* WRITTEN TASK
Identify every line in the rows below that contains the string "grille" and copy each such line.

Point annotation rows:
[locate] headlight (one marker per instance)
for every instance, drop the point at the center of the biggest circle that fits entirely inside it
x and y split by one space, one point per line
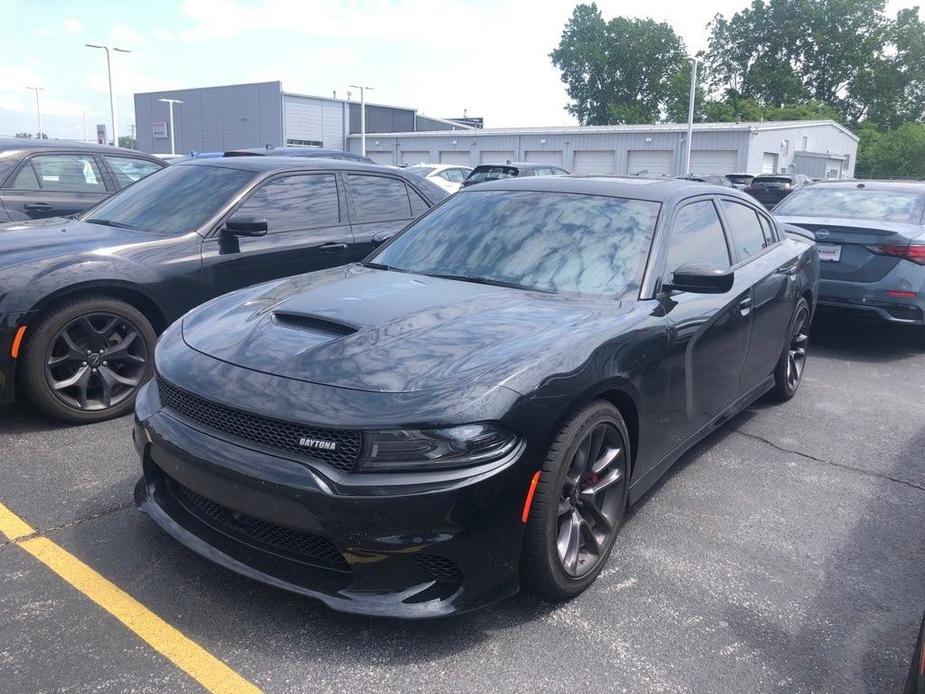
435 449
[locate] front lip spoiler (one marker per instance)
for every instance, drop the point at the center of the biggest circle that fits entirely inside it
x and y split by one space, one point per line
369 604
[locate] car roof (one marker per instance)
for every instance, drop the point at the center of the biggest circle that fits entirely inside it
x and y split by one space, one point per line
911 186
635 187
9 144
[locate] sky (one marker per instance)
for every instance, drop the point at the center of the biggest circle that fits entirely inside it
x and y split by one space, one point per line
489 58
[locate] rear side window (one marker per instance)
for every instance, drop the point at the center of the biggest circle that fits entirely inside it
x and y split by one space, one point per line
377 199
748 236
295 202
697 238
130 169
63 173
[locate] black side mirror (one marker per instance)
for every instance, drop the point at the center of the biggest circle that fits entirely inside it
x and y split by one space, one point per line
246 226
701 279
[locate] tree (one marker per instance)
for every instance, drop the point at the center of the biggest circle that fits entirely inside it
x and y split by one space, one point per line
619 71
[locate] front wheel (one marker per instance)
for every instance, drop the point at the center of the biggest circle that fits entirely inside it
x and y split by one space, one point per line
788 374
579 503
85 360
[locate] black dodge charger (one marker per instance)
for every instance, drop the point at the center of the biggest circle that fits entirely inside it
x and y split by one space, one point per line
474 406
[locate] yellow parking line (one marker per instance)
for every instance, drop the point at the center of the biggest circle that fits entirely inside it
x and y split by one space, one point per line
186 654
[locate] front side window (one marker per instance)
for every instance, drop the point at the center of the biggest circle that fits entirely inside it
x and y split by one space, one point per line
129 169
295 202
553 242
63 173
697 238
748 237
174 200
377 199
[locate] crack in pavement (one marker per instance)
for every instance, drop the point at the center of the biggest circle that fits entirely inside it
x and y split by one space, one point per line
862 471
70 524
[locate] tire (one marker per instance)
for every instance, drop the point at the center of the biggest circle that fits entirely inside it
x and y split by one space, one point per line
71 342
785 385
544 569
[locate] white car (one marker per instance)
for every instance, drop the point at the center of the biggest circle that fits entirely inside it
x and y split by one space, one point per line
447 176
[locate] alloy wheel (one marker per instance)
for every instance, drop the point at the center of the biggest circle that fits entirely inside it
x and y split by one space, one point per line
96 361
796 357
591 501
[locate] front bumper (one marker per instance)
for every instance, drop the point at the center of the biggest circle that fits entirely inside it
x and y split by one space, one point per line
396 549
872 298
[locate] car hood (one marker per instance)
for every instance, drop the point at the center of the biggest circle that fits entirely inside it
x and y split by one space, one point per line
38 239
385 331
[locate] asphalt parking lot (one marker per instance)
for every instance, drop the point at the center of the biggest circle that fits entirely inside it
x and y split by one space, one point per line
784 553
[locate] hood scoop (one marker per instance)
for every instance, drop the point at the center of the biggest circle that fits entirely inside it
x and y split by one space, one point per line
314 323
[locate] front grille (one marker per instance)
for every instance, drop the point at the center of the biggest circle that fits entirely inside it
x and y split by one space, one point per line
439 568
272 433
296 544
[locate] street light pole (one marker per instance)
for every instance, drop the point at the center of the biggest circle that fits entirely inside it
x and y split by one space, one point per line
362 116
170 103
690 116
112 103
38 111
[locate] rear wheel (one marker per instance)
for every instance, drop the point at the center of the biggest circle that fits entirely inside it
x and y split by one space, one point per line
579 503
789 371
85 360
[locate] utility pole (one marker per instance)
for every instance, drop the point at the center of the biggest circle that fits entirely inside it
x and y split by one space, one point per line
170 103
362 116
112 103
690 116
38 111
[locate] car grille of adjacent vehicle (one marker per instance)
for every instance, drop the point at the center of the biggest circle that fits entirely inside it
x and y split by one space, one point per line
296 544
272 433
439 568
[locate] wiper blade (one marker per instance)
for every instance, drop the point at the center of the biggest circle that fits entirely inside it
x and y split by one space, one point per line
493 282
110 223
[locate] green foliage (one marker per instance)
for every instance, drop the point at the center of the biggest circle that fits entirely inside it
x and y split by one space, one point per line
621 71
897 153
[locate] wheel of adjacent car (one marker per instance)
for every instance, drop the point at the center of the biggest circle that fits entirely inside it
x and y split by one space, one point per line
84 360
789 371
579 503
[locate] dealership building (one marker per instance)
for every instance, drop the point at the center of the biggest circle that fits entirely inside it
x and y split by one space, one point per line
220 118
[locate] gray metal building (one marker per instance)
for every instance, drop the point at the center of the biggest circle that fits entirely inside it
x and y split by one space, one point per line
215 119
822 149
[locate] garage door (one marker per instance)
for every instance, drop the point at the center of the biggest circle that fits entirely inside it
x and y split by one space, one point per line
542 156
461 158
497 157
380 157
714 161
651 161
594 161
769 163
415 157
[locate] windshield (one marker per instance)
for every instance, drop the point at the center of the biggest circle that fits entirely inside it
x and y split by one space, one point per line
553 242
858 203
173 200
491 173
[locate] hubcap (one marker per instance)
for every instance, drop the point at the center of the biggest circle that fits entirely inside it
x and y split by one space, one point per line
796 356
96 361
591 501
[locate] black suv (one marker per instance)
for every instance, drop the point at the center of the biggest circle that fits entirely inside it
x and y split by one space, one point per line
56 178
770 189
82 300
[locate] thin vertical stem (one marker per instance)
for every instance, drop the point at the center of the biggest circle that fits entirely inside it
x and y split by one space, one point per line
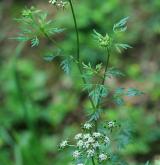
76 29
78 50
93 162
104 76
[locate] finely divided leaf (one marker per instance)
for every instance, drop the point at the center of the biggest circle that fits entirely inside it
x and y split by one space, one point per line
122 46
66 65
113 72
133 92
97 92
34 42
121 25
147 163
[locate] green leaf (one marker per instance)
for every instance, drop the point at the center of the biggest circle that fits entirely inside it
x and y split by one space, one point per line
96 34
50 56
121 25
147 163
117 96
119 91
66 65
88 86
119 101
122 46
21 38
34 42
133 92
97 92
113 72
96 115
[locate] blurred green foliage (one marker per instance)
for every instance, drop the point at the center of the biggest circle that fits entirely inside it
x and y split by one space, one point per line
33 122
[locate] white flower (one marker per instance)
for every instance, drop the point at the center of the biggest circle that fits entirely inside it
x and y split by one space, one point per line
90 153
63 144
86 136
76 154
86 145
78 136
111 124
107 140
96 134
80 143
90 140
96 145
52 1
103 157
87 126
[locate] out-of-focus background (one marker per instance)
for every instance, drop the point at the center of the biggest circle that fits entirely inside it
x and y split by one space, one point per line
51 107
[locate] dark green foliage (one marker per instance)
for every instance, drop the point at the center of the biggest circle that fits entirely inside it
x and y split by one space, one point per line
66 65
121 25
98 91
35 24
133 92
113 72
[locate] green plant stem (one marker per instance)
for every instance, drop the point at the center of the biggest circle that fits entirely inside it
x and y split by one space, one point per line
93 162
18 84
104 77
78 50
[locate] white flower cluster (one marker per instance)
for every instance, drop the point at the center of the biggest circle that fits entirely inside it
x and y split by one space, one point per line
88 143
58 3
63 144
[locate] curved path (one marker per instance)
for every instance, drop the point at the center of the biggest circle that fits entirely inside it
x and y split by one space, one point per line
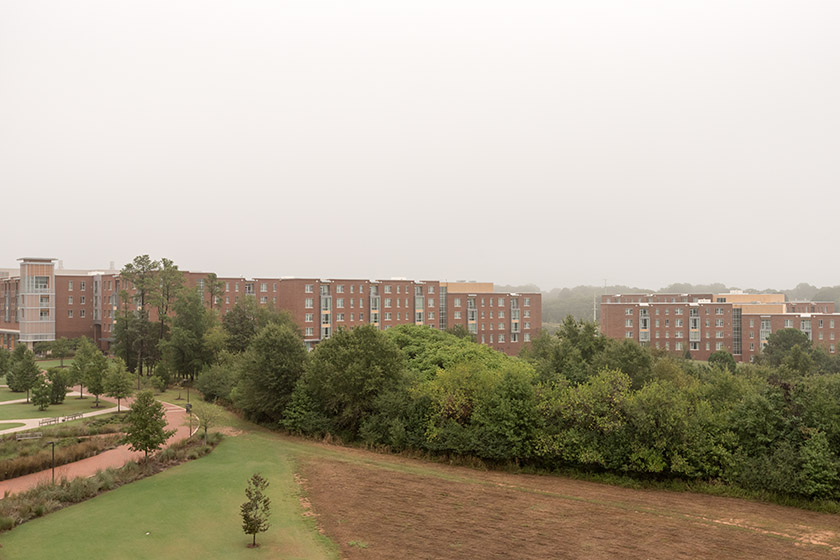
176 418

...

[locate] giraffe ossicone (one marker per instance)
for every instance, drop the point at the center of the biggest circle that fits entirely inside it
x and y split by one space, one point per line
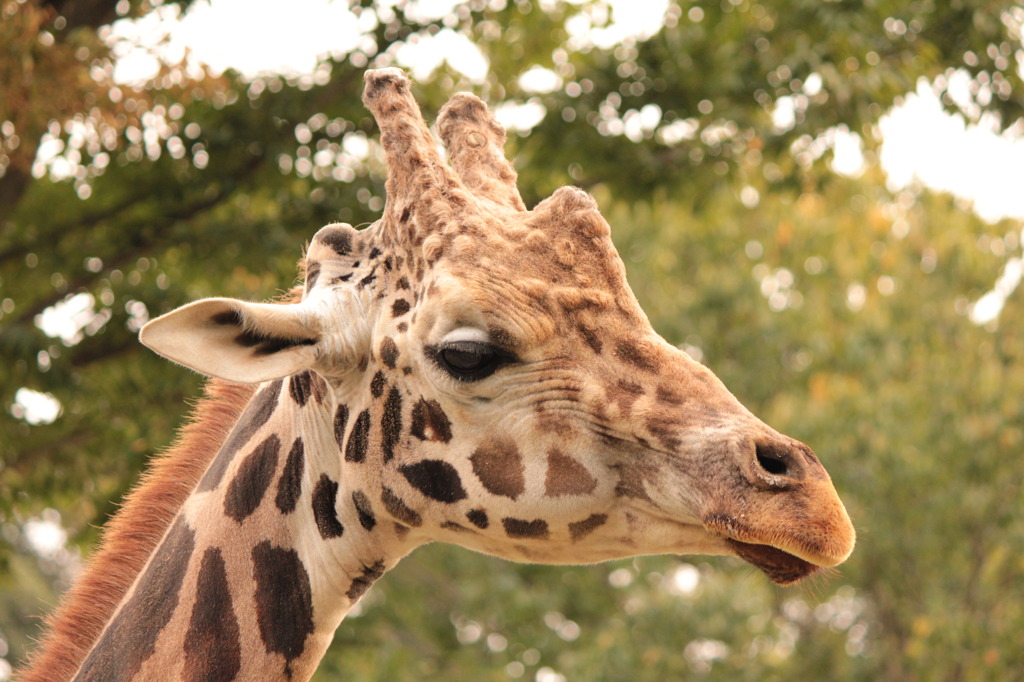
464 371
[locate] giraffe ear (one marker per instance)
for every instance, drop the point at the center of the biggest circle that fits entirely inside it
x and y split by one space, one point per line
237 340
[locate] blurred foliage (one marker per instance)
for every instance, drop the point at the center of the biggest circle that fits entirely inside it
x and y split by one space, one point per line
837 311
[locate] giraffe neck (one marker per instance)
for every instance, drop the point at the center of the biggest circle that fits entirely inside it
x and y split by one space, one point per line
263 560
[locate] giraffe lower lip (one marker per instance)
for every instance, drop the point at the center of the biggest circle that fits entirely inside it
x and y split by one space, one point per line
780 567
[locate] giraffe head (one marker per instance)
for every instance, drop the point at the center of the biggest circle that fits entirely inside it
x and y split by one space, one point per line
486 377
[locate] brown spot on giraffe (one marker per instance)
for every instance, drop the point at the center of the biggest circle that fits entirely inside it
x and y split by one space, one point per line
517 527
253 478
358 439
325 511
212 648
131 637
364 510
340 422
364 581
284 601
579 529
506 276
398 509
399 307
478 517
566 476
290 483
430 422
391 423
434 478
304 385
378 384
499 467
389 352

* COMPLETE RESPONSE
[locate] front grille (one marker per instance)
[locate] car grille of adjacent vehicle (one marker per instance)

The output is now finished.